In the entries below, find the line with "Target: recessed light fixture" and the line with "the white throw". Reproduce those two lines and every line between them exactly, and nothing more.
════
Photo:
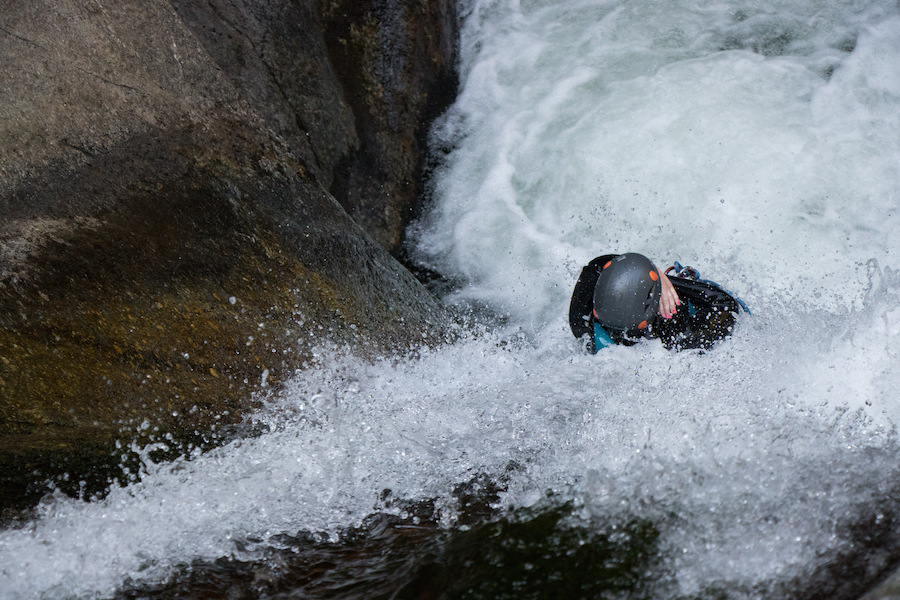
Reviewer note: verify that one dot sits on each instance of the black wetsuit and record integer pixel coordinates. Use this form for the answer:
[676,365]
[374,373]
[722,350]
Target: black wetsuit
[706,315]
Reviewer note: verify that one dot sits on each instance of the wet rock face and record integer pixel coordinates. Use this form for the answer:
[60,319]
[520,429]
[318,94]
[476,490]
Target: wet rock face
[168,241]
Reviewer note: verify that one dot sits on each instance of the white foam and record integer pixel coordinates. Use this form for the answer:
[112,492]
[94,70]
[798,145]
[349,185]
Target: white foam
[584,127]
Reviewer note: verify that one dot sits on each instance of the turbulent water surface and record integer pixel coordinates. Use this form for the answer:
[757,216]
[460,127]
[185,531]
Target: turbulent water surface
[756,141]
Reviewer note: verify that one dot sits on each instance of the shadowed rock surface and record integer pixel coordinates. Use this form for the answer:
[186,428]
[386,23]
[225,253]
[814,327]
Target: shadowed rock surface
[169,241]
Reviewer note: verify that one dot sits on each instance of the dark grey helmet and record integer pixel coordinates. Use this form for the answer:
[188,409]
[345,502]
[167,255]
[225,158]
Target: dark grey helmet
[626,297]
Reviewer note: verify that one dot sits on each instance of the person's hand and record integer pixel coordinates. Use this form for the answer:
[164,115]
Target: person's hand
[668,297]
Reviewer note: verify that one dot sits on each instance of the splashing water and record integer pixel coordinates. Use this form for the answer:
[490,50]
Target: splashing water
[759,142]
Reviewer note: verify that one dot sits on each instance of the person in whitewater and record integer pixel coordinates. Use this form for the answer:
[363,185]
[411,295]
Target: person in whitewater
[622,298]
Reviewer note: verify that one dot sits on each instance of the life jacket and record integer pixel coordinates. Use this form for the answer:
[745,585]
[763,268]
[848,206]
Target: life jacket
[707,313]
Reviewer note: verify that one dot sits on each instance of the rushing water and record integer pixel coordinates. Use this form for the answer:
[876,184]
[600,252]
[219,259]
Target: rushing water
[756,141]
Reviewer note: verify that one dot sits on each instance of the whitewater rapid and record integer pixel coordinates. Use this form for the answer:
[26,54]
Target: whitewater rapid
[758,142]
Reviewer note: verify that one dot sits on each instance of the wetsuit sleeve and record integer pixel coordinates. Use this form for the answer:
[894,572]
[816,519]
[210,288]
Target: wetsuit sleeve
[709,318]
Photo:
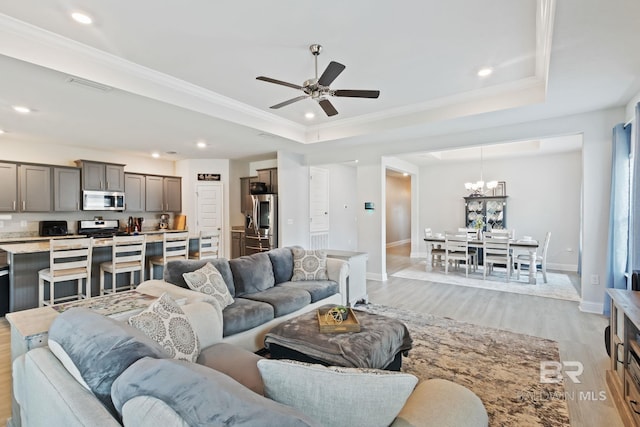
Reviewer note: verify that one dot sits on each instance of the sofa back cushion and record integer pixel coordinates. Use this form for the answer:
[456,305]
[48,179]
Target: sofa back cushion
[174,270]
[282,262]
[252,273]
[202,396]
[99,348]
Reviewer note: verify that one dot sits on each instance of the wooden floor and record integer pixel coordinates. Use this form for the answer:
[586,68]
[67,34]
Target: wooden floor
[579,335]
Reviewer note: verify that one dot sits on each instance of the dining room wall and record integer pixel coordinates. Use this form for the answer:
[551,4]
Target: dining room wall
[544,195]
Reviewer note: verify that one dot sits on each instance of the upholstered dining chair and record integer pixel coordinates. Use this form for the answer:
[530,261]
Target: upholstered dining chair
[127,256]
[437,251]
[541,260]
[175,246]
[208,245]
[496,250]
[69,259]
[456,247]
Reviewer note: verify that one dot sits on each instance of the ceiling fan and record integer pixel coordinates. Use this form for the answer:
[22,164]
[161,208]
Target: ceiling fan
[318,88]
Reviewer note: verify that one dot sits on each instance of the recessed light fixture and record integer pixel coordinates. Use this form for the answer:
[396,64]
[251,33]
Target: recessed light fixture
[21,109]
[82,18]
[485,71]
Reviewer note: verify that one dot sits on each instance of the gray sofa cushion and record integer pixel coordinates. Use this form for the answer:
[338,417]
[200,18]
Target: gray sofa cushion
[252,273]
[101,348]
[245,314]
[282,262]
[284,300]
[319,289]
[202,396]
[174,270]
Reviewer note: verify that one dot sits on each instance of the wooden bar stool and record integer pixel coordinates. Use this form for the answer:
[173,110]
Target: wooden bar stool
[127,256]
[69,259]
[175,246]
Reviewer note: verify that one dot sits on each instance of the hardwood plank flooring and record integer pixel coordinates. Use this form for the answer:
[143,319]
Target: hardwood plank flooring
[579,335]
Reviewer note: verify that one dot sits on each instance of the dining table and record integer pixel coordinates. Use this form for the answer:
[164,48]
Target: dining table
[530,245]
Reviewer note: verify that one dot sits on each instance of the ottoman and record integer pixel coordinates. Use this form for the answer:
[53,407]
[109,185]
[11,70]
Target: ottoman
[379,344]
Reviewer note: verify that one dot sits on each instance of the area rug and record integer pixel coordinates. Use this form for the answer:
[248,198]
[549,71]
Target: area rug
[558,285]
[501,367]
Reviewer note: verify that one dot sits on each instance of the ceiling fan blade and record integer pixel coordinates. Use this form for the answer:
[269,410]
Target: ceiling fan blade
[332,71]
[278,82]
[328,107]
[290,101]
[357,93]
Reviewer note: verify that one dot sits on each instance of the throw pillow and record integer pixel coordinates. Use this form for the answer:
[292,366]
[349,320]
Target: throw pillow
[378,395]
[165,322]
[209,281]
[309,264]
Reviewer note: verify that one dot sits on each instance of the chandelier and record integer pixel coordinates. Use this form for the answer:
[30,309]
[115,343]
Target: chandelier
[478,188]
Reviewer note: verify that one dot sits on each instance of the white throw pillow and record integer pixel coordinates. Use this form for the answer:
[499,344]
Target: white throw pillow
[337,396]
[309,265]
[209,281]
[165,322]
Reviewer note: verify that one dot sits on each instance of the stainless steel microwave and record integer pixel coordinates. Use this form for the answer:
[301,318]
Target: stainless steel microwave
[102,200]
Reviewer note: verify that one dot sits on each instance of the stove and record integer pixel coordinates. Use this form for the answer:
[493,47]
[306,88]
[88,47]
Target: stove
[100,228]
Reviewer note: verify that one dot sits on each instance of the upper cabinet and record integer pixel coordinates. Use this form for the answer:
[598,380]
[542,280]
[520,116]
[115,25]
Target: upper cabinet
[35,188]
[9,188]
[66,189]
[102,176]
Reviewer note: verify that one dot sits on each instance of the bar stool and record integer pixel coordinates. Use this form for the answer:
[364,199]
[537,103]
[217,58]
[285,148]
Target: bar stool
[175,246]
[127,256]
[69,259]
[208,245]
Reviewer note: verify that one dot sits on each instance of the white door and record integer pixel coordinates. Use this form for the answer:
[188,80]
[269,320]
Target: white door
[209,208]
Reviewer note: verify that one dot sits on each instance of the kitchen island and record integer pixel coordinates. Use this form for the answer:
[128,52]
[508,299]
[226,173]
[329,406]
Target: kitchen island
[29,256]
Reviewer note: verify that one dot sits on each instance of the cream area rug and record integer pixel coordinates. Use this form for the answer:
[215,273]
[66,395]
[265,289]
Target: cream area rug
[558,285]
[501,367]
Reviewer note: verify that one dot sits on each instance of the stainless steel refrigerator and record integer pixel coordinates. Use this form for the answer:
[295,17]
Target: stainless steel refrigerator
[261,233]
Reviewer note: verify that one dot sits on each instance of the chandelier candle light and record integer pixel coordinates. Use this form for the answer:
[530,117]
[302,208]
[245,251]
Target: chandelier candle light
[477,188]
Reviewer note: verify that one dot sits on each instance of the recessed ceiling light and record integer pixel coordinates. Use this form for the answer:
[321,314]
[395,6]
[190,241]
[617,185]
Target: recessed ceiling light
[21,109]
[484,72]
[82,18]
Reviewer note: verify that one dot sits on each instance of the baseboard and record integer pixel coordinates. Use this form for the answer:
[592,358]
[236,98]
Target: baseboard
[591,307]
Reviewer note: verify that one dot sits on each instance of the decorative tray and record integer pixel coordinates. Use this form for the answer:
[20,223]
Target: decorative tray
[329,325]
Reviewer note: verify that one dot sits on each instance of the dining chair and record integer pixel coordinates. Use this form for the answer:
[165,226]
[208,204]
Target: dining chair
[208,245]
[456,247]
[175,246]
[69,259]
[437,251]
[496,250]
[541,260]
[127,256]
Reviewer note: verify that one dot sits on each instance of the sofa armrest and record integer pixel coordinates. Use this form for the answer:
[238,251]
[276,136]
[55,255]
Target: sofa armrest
[440,402]
[338,271]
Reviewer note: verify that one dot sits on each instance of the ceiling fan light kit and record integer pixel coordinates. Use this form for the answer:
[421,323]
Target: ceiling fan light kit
[318,88]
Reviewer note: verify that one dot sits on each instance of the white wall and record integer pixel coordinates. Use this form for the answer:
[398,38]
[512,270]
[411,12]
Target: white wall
[544,195]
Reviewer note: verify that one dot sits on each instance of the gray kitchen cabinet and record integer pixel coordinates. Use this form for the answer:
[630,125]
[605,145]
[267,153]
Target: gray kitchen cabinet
[172,194]
[134,192]
[9,189]
[102,176]
[35,188]
[66,189]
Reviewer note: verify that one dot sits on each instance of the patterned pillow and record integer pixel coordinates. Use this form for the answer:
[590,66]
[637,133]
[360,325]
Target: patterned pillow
[209,281]
[165,322]
[309,265]
[378,395]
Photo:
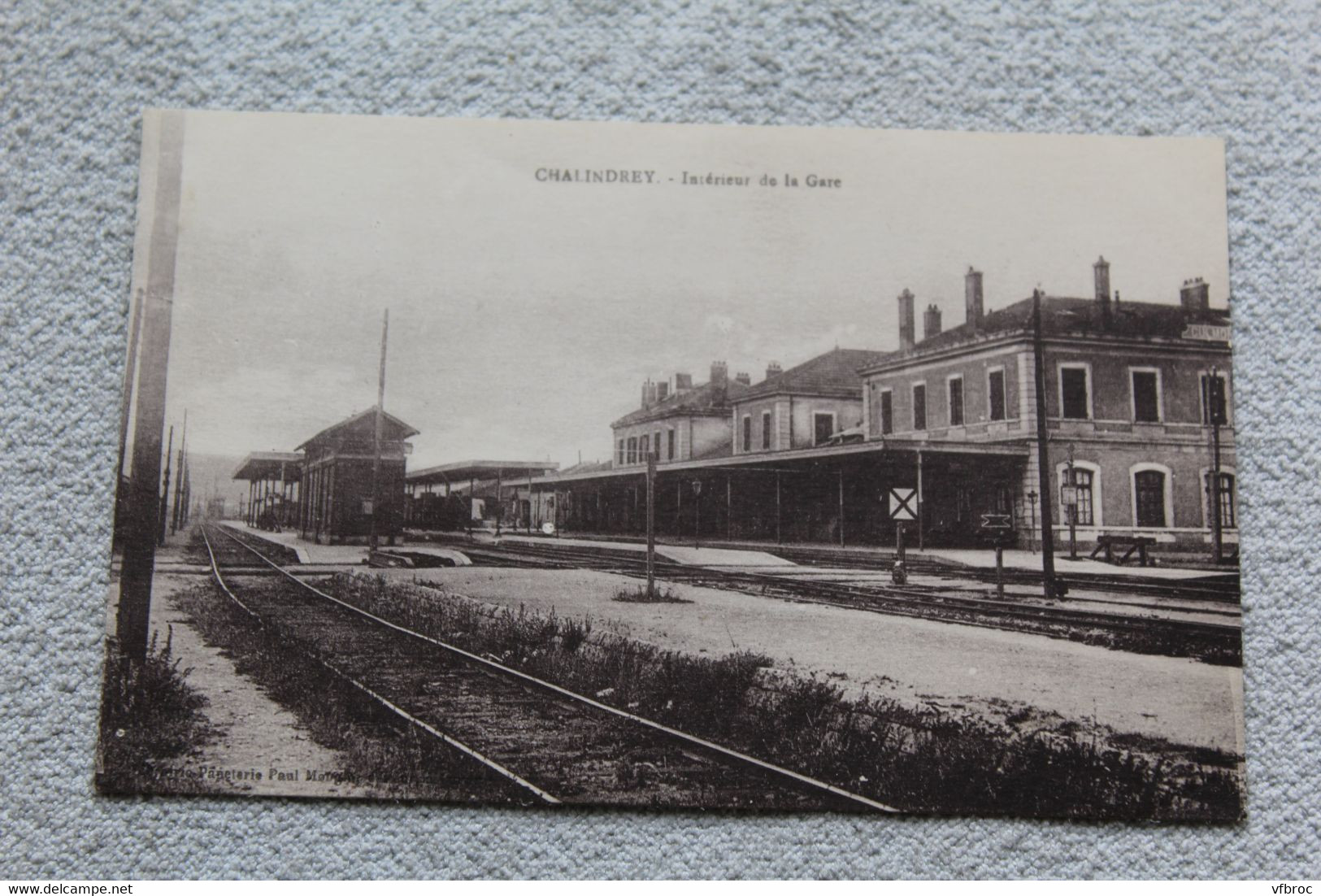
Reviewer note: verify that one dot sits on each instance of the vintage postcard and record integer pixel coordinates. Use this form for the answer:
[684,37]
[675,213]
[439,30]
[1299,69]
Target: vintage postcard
[651,465]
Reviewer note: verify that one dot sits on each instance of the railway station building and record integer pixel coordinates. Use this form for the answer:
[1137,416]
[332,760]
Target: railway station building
[337,502]
[1128,409]
[810,454]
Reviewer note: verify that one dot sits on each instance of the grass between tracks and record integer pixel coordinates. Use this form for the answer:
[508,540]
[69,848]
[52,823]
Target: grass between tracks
[378,750]
[150,714]
[917,759]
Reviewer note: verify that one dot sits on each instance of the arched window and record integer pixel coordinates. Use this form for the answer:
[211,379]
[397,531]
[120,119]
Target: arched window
[1228,517]
[1149,498]
[1088,481]
[1084,515]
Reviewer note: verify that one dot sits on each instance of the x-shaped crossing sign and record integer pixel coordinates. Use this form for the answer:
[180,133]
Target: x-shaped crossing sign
[902,504]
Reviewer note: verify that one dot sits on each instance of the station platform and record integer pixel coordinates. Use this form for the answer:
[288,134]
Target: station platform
[691,555]
[312,553]
[1029,560]
[748,553]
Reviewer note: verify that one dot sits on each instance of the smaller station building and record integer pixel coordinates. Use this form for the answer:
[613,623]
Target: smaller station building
[338,504]
[275,480]
[476,492]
════
▶ _Answer to the exercise_
Target: recessed light fixture
[21,109]
[82,18]
[485,71]
Reviewer note: verify that one dot sits on each instance of the gray sofa cushion and record integer pixel coordinates. Use this form for the answer:
[338,417]
[200,18]
Target: gray sofa cushion
[252,273]
[101,348]
[245,314]
[282,262]
[284,300]
[319,289]
[202,396]
[174,270]
Reviewer note: verify that one dot sits on each instance of the wooden bar stool and record integer pixel coordinates. Use this form for the answer:
[173,110]
Target: wooden bar stool
[127,256]
[69,259]
[175,246]
Reviewer note: verify that one dot sits on each instance of the hardwood plank flooring and record integer pixel coordinates. Use this form for the answer:
[143,319]
Target: hardwood plank flooring
[579,335]
Reviewer note: verify that one dot sits on each instance of the dining table and record integer pixel coordinates. Use this form for the answer:
[164,48]
Target: dining table
[530,245]
Reviewer note: verify that one dot sits on each instance of the ottoman and record integer pixel coordinates. Use this form for the answer:
[53,407]
[109,185]
[11,70]
Target: ottoman
[379,344]
Reviewer note: verify that one dot sits on each instance of the area rug and record integer pixel coordinates. Use this form for the answer:
[248,198]
[549,71]
Target: area rug
[558,285]
[501,367]
Reviewer note: verify that one dot sits on each instance of the ceiling fan blade and record integer pixel coordinates. Use this form for the answer:
[269,410]
Target: ceiling fan blade
[332,71]
[278,82]
[328,107]
[290,101]
[357,93]
Reviewer note: verify that one dot sits on each instance of the throw pillow and record integer pixel coordinates. Use this form for the answer:
[292,366]
[349,320]
Target: throw pillow
[378,395]
[165,322]
[209,281]
[309,264]
Reviewer note: verify that one dot sits on each instance of the chandelier and record integer pixel coordinates. Use this form for the answer:
[30,309]
[115,343]
Target: chandelier
[478,188]
Reviewer note: verify that one dot sits on each instance of the white throw pillow and record integer pixel coordinates. Use this form for the answer:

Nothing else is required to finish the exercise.